Directions for this task:
Could you reproduce the lines below from the one with "point(228, 109)" through the one with "point(113, 1263)"? Keep both ends and add nothing.
BEGIN Dataset extract
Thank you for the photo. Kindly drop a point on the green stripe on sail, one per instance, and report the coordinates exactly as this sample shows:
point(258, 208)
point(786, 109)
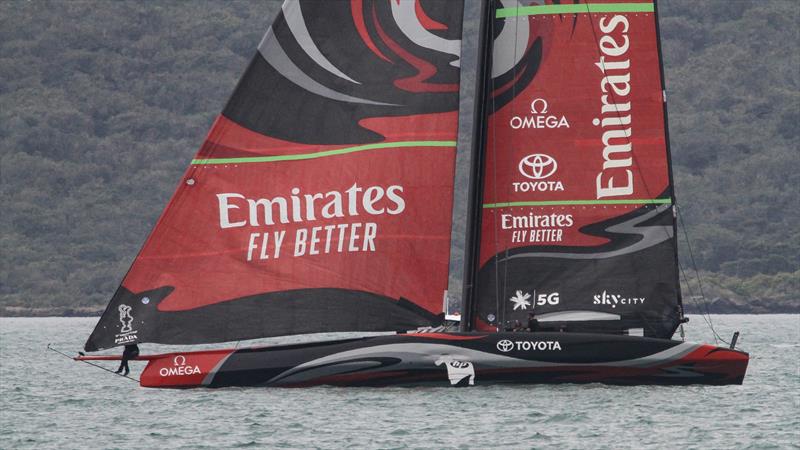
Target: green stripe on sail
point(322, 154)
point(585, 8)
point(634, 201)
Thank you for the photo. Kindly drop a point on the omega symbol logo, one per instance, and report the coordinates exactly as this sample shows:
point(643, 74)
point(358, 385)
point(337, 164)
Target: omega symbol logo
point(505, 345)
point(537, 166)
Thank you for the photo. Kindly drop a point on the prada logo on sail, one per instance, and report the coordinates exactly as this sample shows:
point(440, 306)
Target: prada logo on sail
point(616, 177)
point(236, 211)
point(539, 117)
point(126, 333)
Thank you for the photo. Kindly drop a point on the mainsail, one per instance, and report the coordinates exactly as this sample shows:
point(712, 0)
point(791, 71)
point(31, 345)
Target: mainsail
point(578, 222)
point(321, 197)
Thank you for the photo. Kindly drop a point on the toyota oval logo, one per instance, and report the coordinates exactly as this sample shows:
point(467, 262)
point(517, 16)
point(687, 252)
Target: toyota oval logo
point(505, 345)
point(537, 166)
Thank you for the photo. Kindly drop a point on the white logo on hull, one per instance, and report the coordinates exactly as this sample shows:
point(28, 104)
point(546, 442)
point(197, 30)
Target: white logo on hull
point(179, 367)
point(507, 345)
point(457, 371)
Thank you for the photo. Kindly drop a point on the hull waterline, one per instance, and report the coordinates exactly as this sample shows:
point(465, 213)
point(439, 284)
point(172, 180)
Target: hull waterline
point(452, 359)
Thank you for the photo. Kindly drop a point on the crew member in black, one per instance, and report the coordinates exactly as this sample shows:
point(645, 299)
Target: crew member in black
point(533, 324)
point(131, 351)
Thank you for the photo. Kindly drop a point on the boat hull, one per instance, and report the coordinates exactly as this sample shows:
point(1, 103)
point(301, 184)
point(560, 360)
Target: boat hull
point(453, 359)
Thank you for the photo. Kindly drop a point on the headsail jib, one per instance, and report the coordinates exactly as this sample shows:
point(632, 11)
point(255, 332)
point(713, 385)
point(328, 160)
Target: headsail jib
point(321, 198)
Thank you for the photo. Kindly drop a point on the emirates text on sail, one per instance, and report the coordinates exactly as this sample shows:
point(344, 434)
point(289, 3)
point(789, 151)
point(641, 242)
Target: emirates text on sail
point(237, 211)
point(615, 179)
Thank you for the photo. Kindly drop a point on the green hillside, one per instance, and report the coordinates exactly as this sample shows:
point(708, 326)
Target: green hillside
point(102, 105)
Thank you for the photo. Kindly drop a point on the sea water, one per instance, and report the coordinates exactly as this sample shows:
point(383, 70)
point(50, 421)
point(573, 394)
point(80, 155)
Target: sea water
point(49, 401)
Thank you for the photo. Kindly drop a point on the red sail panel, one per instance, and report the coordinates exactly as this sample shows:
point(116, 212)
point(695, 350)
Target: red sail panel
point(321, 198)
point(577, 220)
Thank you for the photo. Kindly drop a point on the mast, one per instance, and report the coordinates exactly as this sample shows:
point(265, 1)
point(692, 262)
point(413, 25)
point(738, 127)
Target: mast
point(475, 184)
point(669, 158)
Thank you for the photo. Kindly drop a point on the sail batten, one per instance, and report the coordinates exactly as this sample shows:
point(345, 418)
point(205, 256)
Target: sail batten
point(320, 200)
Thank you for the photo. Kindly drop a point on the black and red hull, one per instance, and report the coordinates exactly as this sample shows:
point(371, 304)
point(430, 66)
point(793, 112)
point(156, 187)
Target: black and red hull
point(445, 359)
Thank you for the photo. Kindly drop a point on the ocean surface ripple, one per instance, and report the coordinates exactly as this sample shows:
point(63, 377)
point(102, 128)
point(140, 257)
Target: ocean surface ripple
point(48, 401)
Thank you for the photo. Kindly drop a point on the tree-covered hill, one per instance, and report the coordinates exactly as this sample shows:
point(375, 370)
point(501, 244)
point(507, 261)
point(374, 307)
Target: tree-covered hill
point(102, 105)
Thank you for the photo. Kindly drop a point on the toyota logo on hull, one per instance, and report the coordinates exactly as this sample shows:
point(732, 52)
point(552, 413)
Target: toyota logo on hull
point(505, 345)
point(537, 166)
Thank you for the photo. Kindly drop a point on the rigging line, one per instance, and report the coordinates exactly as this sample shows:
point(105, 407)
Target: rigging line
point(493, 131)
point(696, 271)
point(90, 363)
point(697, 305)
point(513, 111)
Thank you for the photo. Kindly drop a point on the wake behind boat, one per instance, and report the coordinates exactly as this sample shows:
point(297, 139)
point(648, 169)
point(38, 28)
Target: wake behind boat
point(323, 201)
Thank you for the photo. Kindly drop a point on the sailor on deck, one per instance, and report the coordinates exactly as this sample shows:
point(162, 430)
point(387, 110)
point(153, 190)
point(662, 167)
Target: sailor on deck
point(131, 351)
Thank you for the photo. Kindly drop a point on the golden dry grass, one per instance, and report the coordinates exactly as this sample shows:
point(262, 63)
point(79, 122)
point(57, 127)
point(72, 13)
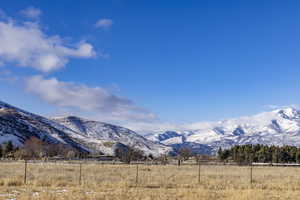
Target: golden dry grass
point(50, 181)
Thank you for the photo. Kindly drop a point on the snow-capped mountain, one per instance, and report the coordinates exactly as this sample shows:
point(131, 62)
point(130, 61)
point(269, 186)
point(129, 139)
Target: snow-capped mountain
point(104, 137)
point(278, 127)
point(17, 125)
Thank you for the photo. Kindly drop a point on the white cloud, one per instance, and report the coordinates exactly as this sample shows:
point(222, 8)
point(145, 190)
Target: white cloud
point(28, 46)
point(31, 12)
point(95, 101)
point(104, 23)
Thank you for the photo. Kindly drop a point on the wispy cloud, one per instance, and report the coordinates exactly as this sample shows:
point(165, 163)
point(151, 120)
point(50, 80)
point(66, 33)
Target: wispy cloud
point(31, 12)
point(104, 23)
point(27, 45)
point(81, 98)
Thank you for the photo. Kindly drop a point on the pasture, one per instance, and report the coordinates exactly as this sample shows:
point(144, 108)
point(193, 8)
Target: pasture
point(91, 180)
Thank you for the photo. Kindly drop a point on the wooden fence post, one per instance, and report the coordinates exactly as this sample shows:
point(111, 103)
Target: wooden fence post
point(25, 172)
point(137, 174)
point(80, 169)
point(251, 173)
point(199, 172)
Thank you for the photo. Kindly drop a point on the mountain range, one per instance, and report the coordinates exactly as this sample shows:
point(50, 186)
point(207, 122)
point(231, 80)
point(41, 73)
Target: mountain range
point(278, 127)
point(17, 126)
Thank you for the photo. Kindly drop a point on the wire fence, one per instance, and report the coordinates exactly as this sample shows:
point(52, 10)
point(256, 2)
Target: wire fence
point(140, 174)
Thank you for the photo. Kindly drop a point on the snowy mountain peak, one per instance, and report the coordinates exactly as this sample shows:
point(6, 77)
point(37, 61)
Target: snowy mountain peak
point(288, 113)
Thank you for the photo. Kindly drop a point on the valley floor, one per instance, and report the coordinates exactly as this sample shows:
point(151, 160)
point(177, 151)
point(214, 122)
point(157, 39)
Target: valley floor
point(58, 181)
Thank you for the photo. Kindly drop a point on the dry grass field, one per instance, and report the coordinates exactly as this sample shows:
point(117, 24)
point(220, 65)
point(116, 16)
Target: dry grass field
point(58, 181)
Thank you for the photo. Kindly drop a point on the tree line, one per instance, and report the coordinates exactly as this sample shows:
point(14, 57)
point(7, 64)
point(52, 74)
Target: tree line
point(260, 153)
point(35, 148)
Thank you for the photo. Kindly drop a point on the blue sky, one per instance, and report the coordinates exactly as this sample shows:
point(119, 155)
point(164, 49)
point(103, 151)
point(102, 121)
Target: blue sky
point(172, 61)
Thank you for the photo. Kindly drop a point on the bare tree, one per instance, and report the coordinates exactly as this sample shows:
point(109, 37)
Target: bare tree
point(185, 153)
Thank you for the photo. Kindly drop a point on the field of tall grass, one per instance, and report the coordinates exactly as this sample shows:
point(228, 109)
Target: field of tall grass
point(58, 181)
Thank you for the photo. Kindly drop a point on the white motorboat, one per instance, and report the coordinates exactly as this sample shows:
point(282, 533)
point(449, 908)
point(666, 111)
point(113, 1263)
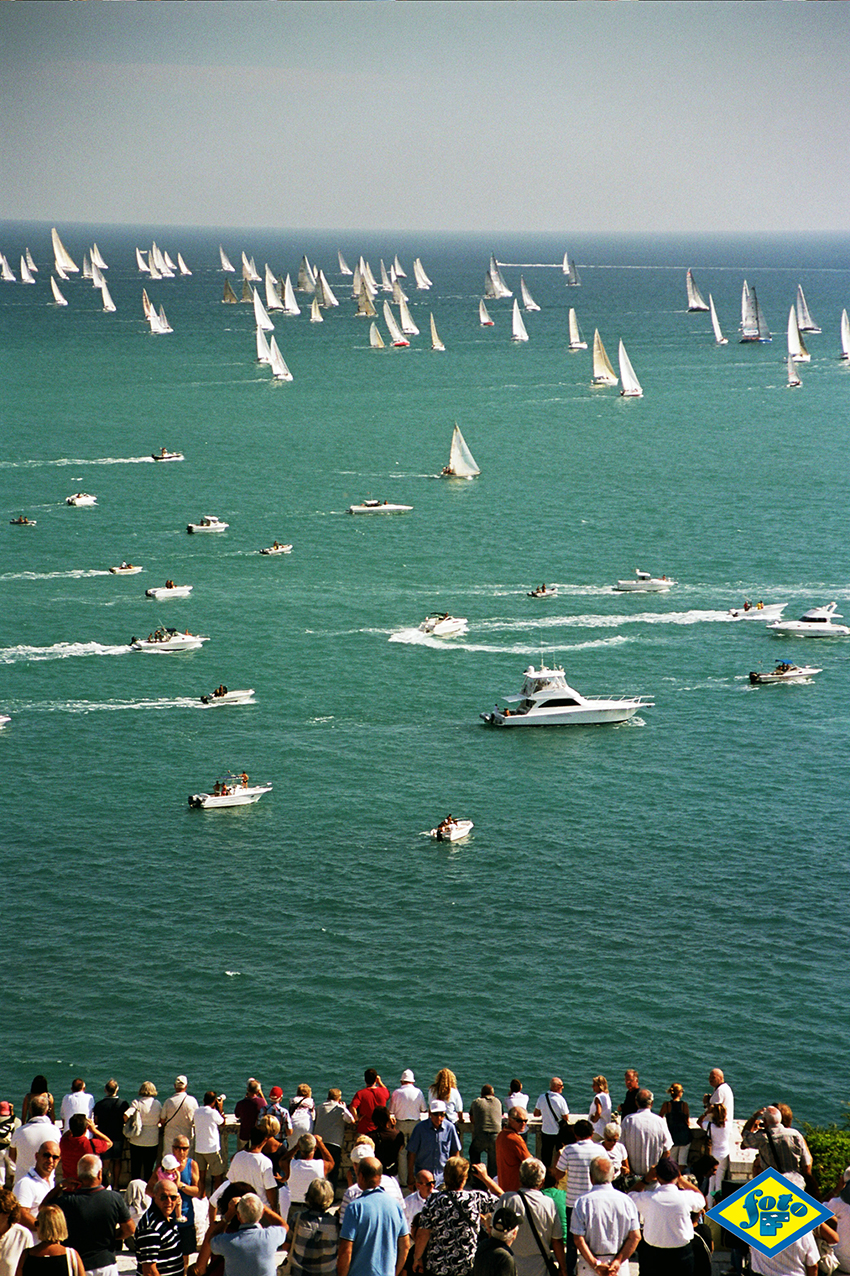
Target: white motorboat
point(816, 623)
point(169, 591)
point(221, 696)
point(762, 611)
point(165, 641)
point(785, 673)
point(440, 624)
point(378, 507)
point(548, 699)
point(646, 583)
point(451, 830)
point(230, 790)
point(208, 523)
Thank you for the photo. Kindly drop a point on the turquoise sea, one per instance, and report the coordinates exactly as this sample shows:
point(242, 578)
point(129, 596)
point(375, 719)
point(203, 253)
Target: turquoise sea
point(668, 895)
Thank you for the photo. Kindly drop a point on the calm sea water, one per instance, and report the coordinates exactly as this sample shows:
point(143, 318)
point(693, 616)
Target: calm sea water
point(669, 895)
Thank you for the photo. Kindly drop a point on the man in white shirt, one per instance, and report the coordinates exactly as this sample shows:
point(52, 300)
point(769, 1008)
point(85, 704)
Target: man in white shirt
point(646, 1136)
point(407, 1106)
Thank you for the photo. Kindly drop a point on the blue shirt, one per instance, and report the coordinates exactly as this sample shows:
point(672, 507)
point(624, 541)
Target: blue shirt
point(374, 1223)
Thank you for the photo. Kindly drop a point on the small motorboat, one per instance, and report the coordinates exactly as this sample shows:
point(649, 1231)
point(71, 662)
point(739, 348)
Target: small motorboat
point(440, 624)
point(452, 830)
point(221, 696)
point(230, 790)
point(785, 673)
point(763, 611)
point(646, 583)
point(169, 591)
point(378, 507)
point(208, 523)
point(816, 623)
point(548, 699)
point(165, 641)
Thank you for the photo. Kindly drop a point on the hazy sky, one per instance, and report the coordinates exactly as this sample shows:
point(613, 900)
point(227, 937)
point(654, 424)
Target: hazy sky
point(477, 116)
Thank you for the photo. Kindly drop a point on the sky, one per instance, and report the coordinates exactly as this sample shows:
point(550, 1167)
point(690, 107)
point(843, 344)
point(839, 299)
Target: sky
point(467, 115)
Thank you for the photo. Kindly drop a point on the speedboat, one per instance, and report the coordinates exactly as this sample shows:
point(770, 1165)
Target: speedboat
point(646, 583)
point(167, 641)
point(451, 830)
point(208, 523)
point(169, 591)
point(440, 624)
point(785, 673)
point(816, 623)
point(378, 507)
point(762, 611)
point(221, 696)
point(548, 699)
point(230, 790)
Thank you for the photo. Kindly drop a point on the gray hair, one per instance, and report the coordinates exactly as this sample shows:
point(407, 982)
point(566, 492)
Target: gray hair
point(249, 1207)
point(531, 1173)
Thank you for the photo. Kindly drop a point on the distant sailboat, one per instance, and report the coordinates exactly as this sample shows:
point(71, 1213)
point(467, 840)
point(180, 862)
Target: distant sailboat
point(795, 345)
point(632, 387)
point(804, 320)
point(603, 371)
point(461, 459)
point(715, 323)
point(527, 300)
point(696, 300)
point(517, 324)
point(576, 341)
END Dataset extract
Exercise output:
point(228, 109)
Target: field of tall grass
point(58, 181)
Thank you for the photo. Kindly drop a point on the white motorboat, one per instance, and report the coordinates exactly as this sample shows:
point(282, 533)
point(449, 908)
point(666, 111)
point(113, 1263)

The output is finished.